═════ Material to process
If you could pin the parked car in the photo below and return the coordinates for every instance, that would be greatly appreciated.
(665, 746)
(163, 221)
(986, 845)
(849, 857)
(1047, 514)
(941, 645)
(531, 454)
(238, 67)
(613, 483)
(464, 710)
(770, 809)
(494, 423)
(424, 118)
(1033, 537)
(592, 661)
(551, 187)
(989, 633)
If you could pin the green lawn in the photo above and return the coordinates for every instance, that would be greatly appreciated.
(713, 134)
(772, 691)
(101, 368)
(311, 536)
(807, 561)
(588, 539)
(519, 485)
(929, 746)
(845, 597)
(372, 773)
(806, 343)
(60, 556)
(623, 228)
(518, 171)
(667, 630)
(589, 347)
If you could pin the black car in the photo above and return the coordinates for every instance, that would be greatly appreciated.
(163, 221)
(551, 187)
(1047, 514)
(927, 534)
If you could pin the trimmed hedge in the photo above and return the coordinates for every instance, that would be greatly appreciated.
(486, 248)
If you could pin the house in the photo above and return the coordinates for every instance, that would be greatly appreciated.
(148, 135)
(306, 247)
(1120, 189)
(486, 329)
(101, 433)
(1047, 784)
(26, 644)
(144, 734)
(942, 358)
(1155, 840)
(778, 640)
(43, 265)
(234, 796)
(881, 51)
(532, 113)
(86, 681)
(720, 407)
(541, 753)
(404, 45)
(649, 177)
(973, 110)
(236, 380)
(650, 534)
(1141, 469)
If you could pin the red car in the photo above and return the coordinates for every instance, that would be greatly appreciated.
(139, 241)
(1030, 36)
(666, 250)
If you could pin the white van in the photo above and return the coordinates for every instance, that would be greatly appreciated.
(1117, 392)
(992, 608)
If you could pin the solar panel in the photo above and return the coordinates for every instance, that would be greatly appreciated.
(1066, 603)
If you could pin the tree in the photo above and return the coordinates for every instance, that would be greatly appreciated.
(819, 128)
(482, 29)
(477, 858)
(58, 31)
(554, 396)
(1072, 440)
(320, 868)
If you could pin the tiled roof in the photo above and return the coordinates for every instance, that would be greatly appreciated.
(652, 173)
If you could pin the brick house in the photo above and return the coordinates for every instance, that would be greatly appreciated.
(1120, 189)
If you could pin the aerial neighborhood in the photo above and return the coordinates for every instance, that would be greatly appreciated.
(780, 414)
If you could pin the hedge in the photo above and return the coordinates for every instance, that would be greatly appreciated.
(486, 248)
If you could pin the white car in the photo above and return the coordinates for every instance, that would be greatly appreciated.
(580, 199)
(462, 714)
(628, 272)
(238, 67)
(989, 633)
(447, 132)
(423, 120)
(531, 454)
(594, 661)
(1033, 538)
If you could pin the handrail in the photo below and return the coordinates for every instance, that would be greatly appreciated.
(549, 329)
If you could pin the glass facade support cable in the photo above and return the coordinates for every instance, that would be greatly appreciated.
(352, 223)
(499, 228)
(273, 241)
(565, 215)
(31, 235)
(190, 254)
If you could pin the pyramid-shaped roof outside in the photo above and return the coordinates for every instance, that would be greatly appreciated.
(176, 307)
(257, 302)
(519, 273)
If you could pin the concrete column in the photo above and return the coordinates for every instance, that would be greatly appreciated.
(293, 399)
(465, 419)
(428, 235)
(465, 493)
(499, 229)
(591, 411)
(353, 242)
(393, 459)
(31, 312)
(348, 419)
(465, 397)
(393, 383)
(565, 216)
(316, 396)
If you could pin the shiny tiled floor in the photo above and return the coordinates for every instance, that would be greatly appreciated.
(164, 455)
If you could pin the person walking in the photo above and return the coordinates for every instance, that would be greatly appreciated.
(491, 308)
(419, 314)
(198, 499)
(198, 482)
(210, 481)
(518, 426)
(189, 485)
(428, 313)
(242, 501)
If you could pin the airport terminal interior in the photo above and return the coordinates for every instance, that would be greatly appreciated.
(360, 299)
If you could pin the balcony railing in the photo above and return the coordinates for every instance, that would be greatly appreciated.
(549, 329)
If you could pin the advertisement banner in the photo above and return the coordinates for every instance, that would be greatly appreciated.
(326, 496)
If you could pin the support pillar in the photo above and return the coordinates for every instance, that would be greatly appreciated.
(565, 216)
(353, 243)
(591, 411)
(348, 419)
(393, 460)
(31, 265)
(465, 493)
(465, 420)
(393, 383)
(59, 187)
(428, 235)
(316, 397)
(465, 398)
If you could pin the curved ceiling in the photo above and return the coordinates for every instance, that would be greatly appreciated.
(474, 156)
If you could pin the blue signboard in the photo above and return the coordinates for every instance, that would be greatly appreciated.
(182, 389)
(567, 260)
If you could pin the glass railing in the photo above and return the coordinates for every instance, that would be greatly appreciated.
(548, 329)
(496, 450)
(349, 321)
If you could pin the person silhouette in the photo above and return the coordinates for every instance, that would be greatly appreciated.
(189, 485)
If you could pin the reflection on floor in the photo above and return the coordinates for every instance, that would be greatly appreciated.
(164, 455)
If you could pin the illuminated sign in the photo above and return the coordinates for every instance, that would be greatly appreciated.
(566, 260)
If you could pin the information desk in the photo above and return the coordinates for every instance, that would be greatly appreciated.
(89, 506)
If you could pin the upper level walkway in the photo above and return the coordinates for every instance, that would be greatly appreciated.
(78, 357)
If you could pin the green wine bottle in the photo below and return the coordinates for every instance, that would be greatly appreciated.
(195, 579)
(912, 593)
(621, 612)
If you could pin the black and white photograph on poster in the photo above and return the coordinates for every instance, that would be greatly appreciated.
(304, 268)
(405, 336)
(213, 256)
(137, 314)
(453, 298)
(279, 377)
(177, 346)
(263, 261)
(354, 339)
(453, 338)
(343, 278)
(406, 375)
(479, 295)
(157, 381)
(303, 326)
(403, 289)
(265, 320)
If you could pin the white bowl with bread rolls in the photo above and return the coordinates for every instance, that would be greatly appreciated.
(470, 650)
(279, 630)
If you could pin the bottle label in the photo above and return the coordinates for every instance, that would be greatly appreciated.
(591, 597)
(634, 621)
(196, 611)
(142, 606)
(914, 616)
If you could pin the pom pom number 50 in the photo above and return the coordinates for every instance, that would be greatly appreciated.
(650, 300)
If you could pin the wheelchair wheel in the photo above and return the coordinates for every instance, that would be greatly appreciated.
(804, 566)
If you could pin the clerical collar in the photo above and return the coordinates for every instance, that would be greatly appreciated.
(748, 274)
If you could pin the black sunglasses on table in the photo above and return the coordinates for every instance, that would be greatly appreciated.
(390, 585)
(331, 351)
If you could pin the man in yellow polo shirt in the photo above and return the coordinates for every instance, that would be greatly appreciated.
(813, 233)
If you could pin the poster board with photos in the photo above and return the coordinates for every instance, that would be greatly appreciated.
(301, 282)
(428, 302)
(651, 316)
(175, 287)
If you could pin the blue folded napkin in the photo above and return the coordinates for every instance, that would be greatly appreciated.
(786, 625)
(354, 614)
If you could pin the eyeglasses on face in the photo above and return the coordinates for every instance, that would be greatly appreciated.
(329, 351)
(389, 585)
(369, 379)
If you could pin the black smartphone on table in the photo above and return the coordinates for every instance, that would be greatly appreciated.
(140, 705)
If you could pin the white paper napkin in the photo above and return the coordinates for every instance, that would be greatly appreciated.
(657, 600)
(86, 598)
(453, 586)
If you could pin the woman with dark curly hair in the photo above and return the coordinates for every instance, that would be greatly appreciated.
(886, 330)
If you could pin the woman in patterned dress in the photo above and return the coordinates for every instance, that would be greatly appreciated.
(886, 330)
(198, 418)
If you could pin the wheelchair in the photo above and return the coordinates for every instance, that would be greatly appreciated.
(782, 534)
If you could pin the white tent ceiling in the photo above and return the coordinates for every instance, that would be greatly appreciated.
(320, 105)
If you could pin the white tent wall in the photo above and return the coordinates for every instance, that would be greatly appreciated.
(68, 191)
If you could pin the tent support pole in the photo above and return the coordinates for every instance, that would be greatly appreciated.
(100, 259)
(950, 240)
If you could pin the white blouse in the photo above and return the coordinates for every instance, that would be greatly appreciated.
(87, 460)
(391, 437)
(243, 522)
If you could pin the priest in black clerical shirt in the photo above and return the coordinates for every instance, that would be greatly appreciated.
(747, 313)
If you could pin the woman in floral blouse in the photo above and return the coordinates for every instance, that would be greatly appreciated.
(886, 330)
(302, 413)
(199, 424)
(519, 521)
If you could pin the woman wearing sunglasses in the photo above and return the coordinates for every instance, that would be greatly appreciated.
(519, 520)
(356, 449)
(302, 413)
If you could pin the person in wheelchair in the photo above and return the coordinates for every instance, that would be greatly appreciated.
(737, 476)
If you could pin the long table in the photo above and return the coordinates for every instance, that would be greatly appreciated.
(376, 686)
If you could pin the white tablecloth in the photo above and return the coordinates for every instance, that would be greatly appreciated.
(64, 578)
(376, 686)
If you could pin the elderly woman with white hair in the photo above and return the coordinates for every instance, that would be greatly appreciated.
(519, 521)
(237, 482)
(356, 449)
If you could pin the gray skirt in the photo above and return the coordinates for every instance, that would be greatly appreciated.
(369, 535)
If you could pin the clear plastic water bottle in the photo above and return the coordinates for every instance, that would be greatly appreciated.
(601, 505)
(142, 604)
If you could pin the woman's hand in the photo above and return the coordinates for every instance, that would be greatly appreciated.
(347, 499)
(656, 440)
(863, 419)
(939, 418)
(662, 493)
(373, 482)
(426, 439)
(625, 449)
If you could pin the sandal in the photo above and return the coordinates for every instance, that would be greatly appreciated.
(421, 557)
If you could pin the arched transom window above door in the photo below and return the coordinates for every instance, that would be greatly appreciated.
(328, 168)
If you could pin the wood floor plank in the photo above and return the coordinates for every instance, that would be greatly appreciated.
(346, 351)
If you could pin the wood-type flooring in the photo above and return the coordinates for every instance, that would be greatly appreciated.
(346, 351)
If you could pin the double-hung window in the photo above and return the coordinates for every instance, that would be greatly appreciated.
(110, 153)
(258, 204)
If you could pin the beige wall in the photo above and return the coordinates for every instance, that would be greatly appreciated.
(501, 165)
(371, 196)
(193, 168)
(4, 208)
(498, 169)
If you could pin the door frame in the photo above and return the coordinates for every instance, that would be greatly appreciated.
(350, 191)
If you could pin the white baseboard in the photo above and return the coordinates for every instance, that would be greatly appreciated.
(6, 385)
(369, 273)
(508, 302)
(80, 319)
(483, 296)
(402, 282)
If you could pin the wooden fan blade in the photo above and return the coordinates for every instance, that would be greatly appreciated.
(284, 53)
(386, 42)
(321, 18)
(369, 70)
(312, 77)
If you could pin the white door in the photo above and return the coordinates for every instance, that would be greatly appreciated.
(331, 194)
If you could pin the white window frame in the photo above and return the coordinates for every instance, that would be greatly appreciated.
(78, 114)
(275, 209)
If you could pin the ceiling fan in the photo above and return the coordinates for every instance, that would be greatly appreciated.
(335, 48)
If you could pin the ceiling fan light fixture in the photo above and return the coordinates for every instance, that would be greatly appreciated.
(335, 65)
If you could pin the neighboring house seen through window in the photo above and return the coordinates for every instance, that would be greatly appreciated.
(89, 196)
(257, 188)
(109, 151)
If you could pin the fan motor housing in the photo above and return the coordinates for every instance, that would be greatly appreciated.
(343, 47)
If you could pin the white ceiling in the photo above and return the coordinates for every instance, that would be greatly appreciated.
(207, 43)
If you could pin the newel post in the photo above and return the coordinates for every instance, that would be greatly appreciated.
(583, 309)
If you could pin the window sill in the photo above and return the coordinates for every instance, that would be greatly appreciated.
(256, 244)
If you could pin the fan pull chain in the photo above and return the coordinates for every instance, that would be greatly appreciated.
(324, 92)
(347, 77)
══════════
# Task goal
Retype, exactly and only, the lines running from the one with "If you could pin the fan motor" through the final line of the listing above.

# Problem solution
If you could pin the fan motor housing in the photo above and return the coordinates for every instance, that would be greatly appreciated.
(343, 47)
If you could pin the white ceiling in the photo above and return the coordinates for every instance, that would be greatly appreciated.
(207, 43)
If you could pin the newel post in the photo above and return the coordinates for every instance, that would be greatly appreciated.
(583, 309)
If you could pin the window sill in the photo above and return the coordinates for every instance, that would be greatly appreciated.
(256, 244)
If you could pin the fan pull chain in the photo above and return the coordinates for every instance, that would be greatly appreciated.
(324, 92)
(347, 77)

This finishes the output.